DATA FOR THE TASK:
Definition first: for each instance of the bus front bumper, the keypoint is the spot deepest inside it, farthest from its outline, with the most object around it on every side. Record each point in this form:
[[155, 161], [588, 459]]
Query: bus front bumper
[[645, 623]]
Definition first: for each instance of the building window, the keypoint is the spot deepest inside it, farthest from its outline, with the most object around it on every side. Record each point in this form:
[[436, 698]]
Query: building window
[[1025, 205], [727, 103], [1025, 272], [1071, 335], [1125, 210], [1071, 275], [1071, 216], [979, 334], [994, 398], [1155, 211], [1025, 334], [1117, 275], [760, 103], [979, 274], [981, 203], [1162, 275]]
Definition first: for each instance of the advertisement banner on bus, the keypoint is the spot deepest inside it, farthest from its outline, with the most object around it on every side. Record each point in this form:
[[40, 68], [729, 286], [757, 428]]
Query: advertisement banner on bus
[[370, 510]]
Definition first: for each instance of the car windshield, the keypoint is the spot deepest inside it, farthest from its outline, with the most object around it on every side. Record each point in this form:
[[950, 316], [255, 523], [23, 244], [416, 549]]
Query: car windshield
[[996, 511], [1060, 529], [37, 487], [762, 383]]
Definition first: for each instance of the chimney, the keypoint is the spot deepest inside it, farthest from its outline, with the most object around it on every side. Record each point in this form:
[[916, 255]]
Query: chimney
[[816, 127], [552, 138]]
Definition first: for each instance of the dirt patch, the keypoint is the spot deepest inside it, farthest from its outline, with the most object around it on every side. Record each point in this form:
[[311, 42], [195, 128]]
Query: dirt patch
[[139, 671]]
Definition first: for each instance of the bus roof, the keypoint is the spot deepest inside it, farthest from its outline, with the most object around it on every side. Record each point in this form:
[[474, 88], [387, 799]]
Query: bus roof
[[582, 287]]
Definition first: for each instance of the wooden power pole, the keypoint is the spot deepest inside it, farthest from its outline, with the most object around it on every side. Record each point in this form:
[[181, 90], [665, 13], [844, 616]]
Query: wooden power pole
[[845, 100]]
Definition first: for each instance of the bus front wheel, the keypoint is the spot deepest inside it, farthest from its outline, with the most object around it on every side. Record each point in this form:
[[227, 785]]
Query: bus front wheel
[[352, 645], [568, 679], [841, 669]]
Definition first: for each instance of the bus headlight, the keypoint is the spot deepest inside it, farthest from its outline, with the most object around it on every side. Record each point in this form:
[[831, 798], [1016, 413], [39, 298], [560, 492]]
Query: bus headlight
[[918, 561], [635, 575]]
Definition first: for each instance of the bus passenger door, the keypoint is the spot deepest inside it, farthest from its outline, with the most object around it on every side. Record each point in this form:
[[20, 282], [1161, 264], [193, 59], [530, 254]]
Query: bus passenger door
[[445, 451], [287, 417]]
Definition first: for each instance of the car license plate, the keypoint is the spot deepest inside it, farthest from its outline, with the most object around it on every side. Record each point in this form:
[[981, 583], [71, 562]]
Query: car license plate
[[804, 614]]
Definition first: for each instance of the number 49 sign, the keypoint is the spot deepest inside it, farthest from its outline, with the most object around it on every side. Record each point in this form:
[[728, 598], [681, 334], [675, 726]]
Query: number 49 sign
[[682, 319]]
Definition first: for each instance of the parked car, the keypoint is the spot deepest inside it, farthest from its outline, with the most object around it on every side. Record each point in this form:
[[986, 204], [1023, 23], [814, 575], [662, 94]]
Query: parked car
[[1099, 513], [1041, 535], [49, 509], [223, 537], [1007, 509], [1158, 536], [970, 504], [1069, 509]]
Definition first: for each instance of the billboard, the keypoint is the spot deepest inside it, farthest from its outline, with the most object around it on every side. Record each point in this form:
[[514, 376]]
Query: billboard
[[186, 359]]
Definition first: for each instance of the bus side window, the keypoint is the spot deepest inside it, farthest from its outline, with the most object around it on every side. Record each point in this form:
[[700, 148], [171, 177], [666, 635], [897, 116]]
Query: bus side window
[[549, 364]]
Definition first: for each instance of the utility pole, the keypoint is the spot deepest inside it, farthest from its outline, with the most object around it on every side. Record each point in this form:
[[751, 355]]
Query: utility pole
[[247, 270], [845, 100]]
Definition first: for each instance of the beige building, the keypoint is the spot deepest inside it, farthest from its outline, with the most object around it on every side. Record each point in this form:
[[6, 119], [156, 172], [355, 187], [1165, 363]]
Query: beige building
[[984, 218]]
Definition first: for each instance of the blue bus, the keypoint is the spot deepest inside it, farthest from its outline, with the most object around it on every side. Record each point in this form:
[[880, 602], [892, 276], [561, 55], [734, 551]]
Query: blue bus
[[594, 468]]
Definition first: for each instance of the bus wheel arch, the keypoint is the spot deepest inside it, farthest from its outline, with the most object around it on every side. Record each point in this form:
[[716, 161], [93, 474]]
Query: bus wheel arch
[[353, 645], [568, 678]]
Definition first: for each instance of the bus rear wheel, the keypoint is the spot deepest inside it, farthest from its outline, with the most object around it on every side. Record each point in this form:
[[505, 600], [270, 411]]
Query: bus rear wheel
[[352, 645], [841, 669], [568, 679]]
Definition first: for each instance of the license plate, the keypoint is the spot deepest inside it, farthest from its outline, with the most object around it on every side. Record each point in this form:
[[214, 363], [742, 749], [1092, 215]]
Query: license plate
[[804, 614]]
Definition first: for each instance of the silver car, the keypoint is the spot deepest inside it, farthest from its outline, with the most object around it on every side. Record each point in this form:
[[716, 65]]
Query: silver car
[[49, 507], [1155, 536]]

WHAT YOU WILL DO: Revise the lines beginning at the one containing "Definition first: for each instance of the bus roof, the" and ending after the one containing "[[582, 287]]", swapping "bus roof" for "coach roof" and leaving everything else unchanged. Return only those lines.

RESULT BELOW:
Definition first: for each instance of the coach roof, the keypoint is the spot deepest inside it, farthest from its outline, with the most object around it on every side. Record each point in this form:
[[474, 88], [387, 799]]
Query: coach roof
[[582, 287]]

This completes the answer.